BEGIN

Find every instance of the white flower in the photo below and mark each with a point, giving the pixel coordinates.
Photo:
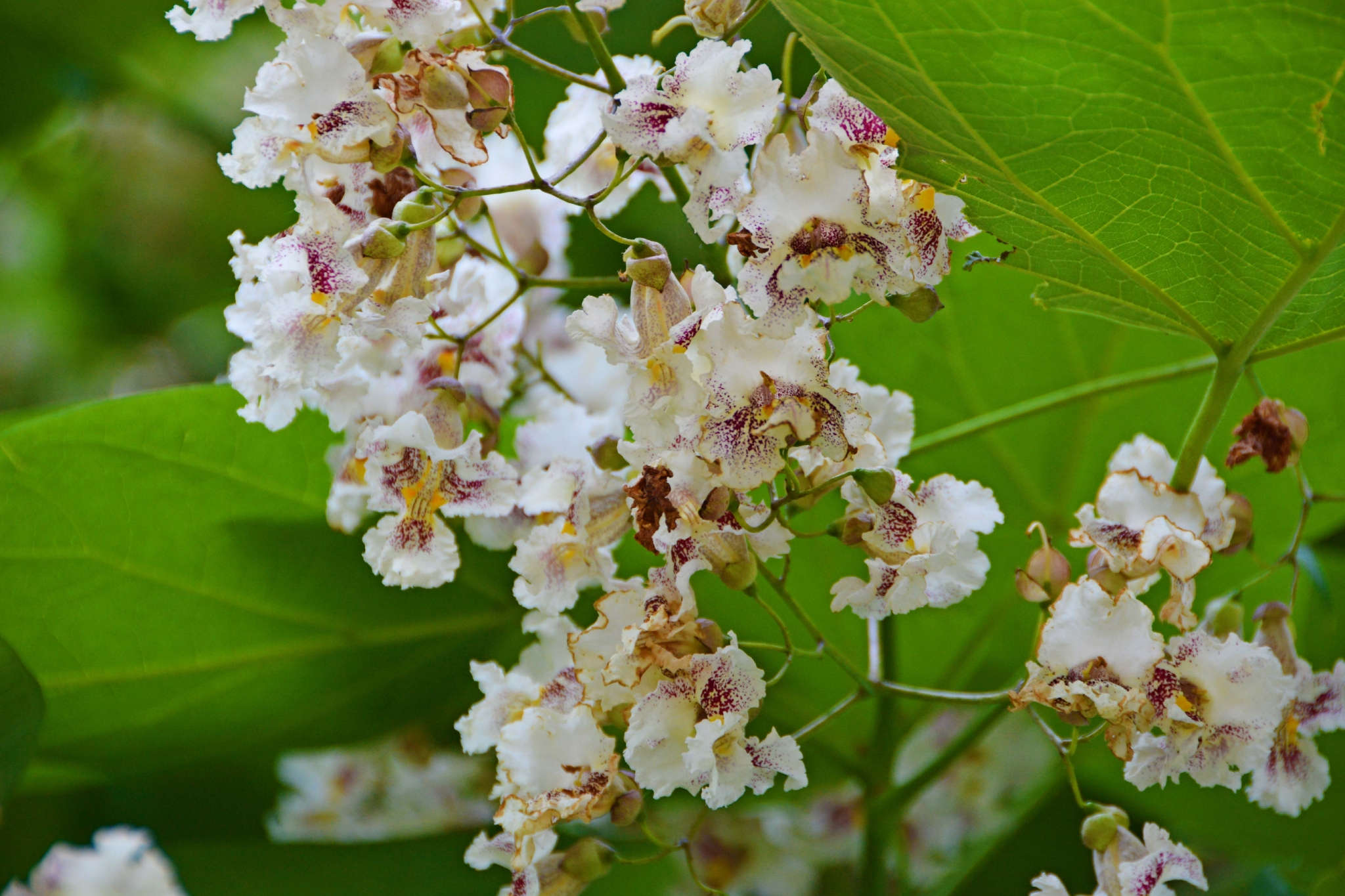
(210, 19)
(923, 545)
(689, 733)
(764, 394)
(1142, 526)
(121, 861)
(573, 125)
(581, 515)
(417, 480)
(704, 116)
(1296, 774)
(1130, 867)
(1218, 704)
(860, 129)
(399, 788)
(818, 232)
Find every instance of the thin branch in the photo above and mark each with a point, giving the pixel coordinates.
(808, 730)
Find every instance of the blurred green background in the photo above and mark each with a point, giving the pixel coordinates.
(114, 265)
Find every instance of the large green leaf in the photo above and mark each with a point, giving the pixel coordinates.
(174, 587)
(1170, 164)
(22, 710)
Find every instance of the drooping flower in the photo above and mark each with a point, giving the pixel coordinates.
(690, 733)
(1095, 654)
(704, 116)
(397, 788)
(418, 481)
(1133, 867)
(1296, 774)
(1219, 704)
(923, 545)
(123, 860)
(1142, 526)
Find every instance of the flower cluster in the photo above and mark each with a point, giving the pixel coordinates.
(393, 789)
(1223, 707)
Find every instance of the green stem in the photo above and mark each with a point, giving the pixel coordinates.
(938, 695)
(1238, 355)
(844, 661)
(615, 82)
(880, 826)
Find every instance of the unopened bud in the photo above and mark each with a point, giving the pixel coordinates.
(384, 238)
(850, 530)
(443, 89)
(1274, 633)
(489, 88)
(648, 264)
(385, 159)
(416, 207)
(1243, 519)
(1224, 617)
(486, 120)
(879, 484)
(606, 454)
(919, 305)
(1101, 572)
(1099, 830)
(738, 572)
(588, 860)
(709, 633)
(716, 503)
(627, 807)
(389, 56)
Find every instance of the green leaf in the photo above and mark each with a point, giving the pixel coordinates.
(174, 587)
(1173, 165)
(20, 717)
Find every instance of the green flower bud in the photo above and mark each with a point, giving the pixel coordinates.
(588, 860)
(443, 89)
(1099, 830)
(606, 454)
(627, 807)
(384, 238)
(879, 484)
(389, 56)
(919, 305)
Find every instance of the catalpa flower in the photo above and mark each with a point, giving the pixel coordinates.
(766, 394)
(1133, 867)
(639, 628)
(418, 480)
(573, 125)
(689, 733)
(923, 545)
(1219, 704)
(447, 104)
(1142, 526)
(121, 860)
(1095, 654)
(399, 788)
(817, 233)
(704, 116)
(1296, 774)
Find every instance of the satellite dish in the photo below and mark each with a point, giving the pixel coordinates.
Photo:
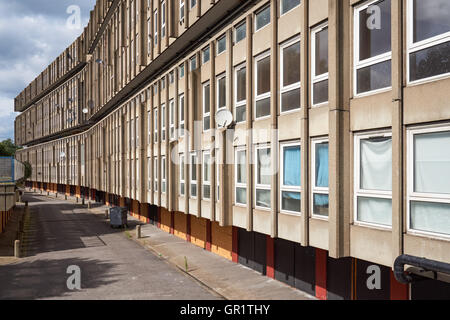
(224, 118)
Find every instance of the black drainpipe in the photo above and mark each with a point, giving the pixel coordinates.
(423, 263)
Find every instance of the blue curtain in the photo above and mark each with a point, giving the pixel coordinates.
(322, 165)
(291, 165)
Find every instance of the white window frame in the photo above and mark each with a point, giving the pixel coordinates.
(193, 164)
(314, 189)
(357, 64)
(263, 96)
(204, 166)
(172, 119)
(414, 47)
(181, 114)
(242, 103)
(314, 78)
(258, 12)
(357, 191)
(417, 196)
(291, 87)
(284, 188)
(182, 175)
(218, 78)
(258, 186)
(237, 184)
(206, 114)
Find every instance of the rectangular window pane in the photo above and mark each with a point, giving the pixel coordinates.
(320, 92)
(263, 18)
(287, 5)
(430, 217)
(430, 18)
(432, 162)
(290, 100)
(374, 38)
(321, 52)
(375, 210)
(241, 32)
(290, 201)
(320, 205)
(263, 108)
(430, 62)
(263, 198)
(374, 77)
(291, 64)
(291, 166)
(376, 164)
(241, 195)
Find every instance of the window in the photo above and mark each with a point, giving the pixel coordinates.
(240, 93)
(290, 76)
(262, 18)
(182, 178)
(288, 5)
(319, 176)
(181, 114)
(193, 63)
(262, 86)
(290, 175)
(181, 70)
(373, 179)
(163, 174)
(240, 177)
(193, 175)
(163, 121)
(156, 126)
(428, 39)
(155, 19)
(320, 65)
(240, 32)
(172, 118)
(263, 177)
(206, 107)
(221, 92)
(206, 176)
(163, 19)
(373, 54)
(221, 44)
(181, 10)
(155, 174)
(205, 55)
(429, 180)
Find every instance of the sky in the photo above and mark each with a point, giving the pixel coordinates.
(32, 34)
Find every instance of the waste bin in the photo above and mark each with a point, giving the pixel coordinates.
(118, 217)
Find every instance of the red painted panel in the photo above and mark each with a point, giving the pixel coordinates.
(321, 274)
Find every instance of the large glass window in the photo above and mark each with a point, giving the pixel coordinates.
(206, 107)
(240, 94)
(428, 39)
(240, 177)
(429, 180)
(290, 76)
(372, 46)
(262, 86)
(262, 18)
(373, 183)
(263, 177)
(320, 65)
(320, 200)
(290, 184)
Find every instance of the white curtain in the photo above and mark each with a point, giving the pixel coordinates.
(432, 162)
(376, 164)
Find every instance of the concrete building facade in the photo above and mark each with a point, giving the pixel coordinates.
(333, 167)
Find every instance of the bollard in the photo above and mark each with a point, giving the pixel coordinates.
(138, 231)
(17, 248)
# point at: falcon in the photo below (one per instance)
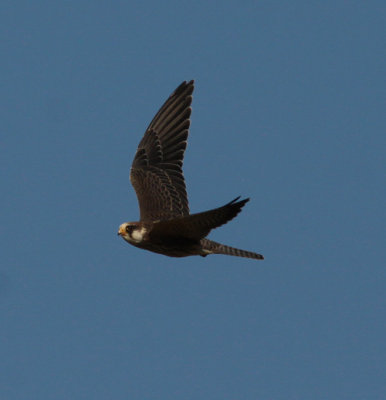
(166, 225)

END

**Exercise details**
Every record must be returned exactly. Leave its pictures out.

**Answer area**
Find every instance of the white flower in the photo below and mark each with a point, giving the pixel coordinates.
Photo:
(210, 19)
(923, 545)
(689, 733)
(764, 394)
(1142, 526)
(121, 861)
(573, 125)
(581, 515)
(417, 480)
(704, 116)
(1296, 774)
(1130, 867)
(1218, 704)
(860, 129)
(399, 788)
(818, 232)
Find every instance of the thin branch in the photo above and mark each with a point, giving the pixel coordinates.
(808, 730)
Find every instance of the blurred green background in the photo above and mark each with a point, giving the pixel coordinates.
(114, 265)
Find every instance of the large green leaf in the photo above and mark each with a point, giving the pixel coordinates.
(174, 587)
(1170, 164)
(22, 710)
Find every instance of the drooping flower in the photo above and mark each with a point, giving the pixel coordinates.
(690, 733)
(1095, 654)
(704, 116)
(397, 788)
(418, 481)
(1133, 867)
(1296, 774)
(1219, 704)
(923, 545)
(123, 860)
(1142, 526)
Find every instance of the flower cluster in the photo above and mark each with a point, giving the pixel coordinates.
(393, 789)
(1223, 707)
Find every instance of the green stem in the photo above and mark each with a point, giving the pixel coordinates.
(938, 695)
(1238, 355)
(844, 661)
(615, 82)
(880, 826)
Find every instance of the unopened bud in the photo above and mark each with a point, giving the pixel coordinates.
(384, 238)
(850, 530)
(443, 89)
(1274, 633)
(489, 88)
(648, 264)
(385, 159)
(416, 207)
(1243, 519)
(1224, 617)
(486, 120)
(879, 484)
(606, 454)
(919, 305)
(1101, 572)
(1099, 830)
(738, 572)
(588, 860)
(709, 633)
(716, 503)
(627, 807)
(389, 56)
Find every instance of the green leaf in the photo above and mark each with a point, giving the pixel coordinates.
(174, 587)
(1173, 165)
(20, 717)
Find every instance of the green flower bud in the photo above and mark each with a point, giving the pixel coordinates.
(588, 860)
(443, 89)
(1099, 830)
(606, 454)
(627, 807)
(384, 238)
(879, 484)
(389, 56)
(919, 305)
Find every instance of the catalpa flower in the photo above and mark each with a point, giving the pixel coordinates.
(766, 394)
(1133, 867)
(639, 628)
(418, 480)
(573, 125)
(689, 733)
(923, 545)
(1219, 704)
(447, 104)
(1142, 526)
(121, 860)
(1095, 654)
(399, 788)
(817, 233)
(704, 116)
(1296, 774)
Find every instance of the satellite dish in the photo below and mark each with a point, giving the pixel coordinates.
Photo:
(224, 118)
Find every instance of the black drainpipe in the photo above and mark each with a point, giving the pixel coordinates.
(423, 263)
Find every instance of the blue curtain in the photo above and mark each with a point, giving the pixel coordinates.
(322, 165)
(291, 165)
Find every instance of the white window frame in the photo above and mark each with a point, giving the pixel coordinates.
(193, 164)
(314, 189)
(357, 64)
(263, 96)
(204, 166)
(172, 119)
(414, 47)
(181, 114)
(242, 103)
(314, 78)
(258, 12)
(357, 191)
(417, 196)
(291, 87)
(284, 188)
(182, 175)
(218, 78)
(258, 186)
(237, 184)
(206, 114)
Find every instance of the rectangular window pane in the photo above and mark each with a point, giving the pixel coordinates.
(320, 92)
(263, 18)
(287, 5)
(430, 217)
(430, 18)
(432, 162)
(290, 100)
(374, 38)
(321, 52)
(375, 210)
(241, 32)
(290, 201)
(320, 205)
(263, 108)
(430, 62)
(263, 198)
(374, 77)
(291, 64)
(291, 166)
(376, 164)
(241, 195)
Find every instance of the window in the photo above and mark each with a point, giving the pixel coordinates.
(240, 93)
(290, 76)
(262, 18)
(182, 178)
(288, 5)
(319, 176)
(181, 114)
(193, 63)
(262, 86)
(290, 175)
(181, 70)
(373, 179)
(163, 174)
(240, 177)
(193, 175)
(163, 121)
(156, 126)
(428, 39)
(155, 19)
(320, 65)
(240, 32)
(172, 118)
(263, 177)
(206, 107)
(221, 92)
(206, 176)
(163, 19)
(373, 54)
(221, 44)
(181, 10)
(155, 174)
(205, 55)
(429, 180)
Find every instance of the sky in the photo above and mark each with a point, giving the pixel coordinates.
(32, 34)
Find every instance of the waste bin in the photo above and mark each with a point, giving the pixel coordinates.
(118, 217)
Find every instance of the red painted panel in the photo above and mark each with a point, giving the pixel coordinates.
(321, 274)
Find every instance of the large glass window in the photo above and mark each with a point, giving the pixel coordinates.
(206, 107)
(240, 94)
(428, 39)
(240, 177)
(429, 180)
(290, 76)
(372, 46)
(262, 86)
(262, 18)
(373, 183)
(263, 177)
(320, 65)
(320, 200)
(290, 184)
Find every instance of the white curtain in the photo above and mark each with a point, giving the pixel coordinates.
(432, 162)
(376, 164)
Find every instance of the concrete building facade in the photo above and mark each with a point, giving the pixel coordinates.
(333, 167)
Find every instance of the bollard in the photo above and mark each with a point, giving the pixel coordinates.
(138, 231)
(17, 248)
# point at: falcon in the photo below (one per instance)
(166, 225)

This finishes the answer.